### [EXTRAIT À LIRE]
J’adore la scène, bien plus que le disque…

Mes chansons : une chronique étonnante.
Colette Magny écrit, compose et chante.



•Moi, je suis une femme... inhabituelle  de structure, de volume ; quand je  chante, je suis là, comme ça, on m'écoute. J'ai eu une adolescence épouvantable, alors j'ai dû trouver cette issue... Si je chante les opprimés, c'est parce que moi je suis dans une minorité opprimée : les obèses sont opprimés, ne pas pouvoir sortir un jour sans quolibet...
Ça se transforme... par exemple, j'ai fait une émission avec Michel Drucker un dimanche ; après, dans la rue, on se dit : « Tiens, cette femme énorme, je l'ai vue à la télévision »... Je suis sauvée... c'est un peu mesquin... mais c'est ça... c'est pour se défendre...

### [DONNÉES FOURNIES]
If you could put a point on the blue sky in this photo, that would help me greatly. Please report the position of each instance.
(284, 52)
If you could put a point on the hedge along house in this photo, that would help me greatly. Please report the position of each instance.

### [ÉNONCÉ DE L'EXERCICE]
Reproduisez à l'identique, dans l'extrait à lire, le passage allant de « Mes chansons : une » jusqu'à « pour se défendre... » inclus.

### [RÉSULTAT ATTENDU]
Mes chansons : une chronique étonnante.
Colette Magny écrit, compose et chante.



•Moi, je suis une femme... inhabituelle  de structure, de volume ; quand je  chante, je suis là, comme ça, on m'écoute. J'ai eu une adolescence épouvantable, alors j'ai dû trouver cette issue... Si je chante les opprimés, c'est parce que moi je suis dans une minorité opprimée : les obèses sont opprimés, ne pas pouvoir sortir un jour sans quolibet...
Ça se transforme... par exemple, j'ai fait une émission avec Michel Drucker un dimanche ; après, dans la rue, on se dit : « Tiens, cette femme énorme, je l'ai vue à la télévision »... Je suis sauvée... c'est un peu mesquin... mais c'est ça... c'est pour se défendre...